◆ KUTIPAN SUMBER ◆
Dapat dijelaskan dalam pengangkatan dan pemberhentian perangkat desa tidak hanya melihat pada sisi prosedural saja, tetapi juga mesti merujuk Pasal 10 Ayat 1 UU Nomor 30 Tahun 2014 tentang Administrasi Pemerintahan, bahwa dalam penyelenggaraan pemerintahan berpedoman pada asas-asas umum pemerintahan yang baik, meliputi kepastian hukum, kemanfaatan, ketidakberpihakan, kecermatan, tidak menyalahgunakan kewenangan, keterbukaan, kepentingan umum, dan pelayanan yang baik.
Penyelenggara pemerintah mesti mengutamakan landasan peraturan secara patut dan adil dalam penyelenggaraan pemerintahannya, cermat mengambil suatu keputusan/tindakan yang semestinya didasarkan pada informasi dan dokumen yang lengkap untuk mendukung legalitas, dan tidak melakukan penyalahgunaan wewenang.
Ombudsman RI Perwakilan Kepulauan Bangka Belitung telah menerima berbagai pengaduan terkait pengangkatan dan pemberhentian perangkat desa, biasanya dikarenakan pengawas internal pada tingkat pemerintah daerah tidak tegas menindaklanjuti laporan masyarakat yang terkait dugaan malaadministrasi pengangkatan dan pemberhentian perangkat desa.

Cuplikan dataset anotasi lokasi:

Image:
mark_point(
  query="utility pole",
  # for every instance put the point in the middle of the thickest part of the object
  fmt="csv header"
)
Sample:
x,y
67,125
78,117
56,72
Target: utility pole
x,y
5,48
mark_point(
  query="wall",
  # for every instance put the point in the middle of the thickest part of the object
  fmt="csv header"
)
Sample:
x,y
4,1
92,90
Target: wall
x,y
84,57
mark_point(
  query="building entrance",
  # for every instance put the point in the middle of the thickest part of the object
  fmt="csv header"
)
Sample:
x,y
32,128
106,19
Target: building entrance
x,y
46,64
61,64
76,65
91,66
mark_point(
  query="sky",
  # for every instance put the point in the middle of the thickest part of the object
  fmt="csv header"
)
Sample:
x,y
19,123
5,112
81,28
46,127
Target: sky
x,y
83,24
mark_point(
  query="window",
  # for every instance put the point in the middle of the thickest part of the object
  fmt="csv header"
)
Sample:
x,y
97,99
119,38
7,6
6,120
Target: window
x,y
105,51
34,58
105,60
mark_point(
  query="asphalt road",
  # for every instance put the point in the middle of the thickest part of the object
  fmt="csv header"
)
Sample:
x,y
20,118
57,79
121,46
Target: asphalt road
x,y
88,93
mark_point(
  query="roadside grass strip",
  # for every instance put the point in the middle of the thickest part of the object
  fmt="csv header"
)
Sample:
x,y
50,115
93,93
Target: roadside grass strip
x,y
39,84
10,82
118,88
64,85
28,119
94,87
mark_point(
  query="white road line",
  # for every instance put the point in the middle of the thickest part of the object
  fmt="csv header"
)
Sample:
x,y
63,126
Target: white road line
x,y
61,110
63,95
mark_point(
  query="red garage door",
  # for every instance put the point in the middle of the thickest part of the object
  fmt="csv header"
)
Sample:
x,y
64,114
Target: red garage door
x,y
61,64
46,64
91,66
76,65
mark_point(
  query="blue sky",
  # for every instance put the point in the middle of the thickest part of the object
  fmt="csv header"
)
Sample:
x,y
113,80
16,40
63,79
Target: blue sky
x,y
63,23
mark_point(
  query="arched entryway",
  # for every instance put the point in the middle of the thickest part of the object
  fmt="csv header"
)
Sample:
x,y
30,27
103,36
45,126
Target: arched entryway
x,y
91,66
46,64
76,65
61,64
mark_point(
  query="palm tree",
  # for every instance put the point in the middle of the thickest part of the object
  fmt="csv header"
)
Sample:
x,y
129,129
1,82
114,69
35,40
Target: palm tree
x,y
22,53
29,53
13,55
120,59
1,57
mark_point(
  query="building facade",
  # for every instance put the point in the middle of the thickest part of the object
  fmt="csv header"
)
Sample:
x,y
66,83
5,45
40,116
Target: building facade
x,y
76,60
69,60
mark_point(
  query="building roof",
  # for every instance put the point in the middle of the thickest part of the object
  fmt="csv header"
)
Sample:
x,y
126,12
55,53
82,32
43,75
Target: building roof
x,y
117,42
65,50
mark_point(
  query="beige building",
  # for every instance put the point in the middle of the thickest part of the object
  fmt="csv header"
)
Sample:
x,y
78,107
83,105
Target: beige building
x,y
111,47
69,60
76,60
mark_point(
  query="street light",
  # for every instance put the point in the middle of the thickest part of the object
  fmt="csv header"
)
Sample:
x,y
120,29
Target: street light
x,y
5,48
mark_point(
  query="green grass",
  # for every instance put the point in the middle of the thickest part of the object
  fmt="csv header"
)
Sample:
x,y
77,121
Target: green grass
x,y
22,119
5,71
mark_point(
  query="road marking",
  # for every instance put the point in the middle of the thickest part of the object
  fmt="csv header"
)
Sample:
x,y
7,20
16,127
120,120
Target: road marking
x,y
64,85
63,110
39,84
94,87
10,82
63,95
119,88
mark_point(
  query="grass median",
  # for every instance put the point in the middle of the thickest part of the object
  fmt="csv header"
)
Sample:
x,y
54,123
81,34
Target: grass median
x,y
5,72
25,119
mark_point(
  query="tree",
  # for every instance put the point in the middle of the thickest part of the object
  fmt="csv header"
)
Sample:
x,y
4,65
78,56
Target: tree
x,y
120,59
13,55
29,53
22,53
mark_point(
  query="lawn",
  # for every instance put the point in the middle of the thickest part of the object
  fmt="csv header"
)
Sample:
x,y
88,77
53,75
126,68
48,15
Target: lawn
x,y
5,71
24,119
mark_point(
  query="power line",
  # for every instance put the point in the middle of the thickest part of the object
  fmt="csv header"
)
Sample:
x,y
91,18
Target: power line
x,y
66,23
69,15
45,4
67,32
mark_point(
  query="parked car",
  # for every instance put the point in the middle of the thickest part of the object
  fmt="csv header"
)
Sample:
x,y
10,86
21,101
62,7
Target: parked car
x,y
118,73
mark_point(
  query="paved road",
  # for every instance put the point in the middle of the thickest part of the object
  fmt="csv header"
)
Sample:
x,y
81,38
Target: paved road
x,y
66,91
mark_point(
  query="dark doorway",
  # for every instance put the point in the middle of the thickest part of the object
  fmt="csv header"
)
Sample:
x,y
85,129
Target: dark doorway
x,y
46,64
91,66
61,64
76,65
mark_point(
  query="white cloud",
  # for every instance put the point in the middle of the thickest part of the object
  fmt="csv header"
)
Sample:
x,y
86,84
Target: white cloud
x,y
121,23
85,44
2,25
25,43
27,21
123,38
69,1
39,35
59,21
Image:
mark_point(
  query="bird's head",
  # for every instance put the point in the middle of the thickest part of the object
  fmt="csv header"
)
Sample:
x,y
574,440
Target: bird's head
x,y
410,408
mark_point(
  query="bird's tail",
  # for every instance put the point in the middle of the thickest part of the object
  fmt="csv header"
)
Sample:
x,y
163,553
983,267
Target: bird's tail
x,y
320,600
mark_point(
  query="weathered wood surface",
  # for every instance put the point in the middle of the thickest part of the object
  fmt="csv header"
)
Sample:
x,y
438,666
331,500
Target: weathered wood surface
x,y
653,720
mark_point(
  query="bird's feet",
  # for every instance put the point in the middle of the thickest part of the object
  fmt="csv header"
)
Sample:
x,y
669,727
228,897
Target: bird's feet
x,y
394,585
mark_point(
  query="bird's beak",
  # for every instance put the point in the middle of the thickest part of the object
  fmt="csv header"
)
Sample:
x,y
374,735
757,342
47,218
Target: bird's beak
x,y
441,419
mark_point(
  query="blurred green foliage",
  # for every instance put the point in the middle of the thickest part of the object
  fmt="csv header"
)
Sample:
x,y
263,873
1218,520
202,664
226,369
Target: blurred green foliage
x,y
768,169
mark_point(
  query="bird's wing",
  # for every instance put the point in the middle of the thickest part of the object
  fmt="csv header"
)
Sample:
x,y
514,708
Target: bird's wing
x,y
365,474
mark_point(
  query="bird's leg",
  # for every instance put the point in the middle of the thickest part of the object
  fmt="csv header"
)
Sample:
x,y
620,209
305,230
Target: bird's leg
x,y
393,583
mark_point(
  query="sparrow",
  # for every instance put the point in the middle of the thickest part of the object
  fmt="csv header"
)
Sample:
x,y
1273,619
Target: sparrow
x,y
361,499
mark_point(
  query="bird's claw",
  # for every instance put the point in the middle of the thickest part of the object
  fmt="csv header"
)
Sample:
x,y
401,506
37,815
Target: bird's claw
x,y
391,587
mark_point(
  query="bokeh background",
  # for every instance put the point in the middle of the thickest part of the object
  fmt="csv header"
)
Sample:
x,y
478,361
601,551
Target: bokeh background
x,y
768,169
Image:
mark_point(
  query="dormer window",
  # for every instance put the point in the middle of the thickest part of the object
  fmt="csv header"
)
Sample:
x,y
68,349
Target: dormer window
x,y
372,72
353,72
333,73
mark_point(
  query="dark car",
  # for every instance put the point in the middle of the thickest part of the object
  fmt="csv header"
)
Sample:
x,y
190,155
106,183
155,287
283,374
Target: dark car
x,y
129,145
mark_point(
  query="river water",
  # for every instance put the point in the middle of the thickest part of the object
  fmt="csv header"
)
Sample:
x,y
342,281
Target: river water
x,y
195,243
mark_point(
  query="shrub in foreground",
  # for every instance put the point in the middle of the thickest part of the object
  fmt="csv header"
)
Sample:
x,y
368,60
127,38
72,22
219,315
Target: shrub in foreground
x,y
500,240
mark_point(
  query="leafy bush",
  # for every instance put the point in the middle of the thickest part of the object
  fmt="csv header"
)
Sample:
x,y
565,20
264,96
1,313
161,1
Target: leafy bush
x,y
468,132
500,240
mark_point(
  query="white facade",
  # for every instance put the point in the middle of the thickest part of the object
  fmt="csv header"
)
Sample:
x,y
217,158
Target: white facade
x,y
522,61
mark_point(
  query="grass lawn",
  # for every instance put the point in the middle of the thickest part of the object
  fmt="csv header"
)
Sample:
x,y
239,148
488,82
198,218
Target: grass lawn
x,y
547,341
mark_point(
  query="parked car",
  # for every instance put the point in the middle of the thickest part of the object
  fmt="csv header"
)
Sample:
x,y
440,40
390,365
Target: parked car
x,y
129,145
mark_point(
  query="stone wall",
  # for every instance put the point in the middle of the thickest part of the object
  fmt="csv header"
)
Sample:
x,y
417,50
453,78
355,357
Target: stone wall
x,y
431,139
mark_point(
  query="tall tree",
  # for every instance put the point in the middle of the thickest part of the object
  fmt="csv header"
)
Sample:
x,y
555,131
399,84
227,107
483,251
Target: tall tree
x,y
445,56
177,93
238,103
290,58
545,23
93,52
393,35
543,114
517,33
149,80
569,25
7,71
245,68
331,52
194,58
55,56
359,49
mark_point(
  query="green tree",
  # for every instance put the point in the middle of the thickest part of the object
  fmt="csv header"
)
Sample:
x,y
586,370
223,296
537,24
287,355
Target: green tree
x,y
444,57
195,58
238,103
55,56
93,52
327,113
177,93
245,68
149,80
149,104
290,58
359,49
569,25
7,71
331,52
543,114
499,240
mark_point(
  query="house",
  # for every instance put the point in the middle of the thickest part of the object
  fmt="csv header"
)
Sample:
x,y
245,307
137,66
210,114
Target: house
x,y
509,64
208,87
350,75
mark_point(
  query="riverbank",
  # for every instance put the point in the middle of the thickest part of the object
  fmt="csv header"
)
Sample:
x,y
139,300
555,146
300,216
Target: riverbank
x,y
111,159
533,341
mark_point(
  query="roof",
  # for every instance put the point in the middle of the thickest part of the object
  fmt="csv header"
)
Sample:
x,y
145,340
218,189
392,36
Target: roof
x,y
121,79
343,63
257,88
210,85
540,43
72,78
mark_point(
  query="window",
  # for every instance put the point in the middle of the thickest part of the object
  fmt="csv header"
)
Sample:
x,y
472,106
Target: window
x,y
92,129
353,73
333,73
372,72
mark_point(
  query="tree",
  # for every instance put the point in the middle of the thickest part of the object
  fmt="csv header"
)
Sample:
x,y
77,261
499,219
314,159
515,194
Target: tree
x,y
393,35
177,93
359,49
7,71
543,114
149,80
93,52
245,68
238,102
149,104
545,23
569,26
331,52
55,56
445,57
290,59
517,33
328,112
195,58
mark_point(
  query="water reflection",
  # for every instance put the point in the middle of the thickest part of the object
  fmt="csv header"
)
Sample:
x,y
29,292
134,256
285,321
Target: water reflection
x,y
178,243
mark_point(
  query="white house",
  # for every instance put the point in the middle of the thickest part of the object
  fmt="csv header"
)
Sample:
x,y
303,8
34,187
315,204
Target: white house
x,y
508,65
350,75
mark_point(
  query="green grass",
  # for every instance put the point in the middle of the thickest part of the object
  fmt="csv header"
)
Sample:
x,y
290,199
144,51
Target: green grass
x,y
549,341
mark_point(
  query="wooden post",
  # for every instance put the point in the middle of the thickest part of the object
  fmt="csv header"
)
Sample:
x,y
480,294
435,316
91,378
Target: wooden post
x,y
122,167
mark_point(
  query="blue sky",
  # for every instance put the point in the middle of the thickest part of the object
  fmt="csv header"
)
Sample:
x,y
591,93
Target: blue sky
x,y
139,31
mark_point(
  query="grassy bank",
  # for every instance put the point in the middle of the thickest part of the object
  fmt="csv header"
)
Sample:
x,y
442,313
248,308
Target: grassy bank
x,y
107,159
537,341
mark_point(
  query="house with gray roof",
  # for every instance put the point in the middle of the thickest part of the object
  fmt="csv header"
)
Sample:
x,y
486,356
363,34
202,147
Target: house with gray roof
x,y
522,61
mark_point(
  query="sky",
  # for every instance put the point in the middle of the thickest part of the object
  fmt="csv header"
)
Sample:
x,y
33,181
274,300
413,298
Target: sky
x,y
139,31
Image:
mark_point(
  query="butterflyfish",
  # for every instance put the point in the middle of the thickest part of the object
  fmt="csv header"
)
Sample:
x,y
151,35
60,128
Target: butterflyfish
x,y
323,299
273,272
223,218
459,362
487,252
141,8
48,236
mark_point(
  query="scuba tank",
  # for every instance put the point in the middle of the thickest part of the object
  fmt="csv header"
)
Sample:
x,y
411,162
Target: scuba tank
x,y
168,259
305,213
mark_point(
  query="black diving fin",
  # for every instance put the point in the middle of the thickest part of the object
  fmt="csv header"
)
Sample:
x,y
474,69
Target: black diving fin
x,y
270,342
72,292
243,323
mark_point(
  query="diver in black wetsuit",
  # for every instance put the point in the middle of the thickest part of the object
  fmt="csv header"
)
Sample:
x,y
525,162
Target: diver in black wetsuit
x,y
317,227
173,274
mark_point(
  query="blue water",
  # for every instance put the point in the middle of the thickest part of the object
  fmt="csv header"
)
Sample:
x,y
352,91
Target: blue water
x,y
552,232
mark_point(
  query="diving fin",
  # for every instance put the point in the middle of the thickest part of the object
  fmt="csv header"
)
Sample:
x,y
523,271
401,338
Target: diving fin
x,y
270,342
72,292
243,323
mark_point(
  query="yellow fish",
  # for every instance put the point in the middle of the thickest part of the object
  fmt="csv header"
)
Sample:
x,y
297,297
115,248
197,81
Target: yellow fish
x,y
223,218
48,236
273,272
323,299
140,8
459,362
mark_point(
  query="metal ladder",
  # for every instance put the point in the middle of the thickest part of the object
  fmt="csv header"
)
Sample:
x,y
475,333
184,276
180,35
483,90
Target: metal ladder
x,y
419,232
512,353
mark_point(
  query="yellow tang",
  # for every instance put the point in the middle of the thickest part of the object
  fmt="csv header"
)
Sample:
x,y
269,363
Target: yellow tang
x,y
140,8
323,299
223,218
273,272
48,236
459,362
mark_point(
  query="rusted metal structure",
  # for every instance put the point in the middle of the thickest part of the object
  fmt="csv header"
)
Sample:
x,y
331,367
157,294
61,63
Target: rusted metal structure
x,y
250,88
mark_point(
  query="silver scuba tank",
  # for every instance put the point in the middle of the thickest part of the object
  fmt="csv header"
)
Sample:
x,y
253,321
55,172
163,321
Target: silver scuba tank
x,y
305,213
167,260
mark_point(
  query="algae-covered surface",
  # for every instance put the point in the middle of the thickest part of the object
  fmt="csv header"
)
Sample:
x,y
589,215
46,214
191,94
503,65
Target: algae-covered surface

◆ TUGAS WAJIB ◆
Kutip bagian teks tentang pengangkatan dan pemberhentian perangkat desa, dimulai dengan "Ombudsman RI Perwakilan" dan berlanjut sampai "pemberhentian perangkat desa.", tanpa mengubah satu kata pun.

◆ JAWABAN TERTULIS ◆
Ombudsman RI Perwakilan Kepulauan Bangka Belitung telah menerima berbagai pengaduan terkait pengangkatan dan pemberhentian perangkat desa, biasanya dikarenakan pengawas internal pada tingkat pemerintah daerah tidak tegas menindaklanjuti laporan masyarakat yang terkait dugaan malaadministrasi pengangkatan dan pemberhentian perangkat desa.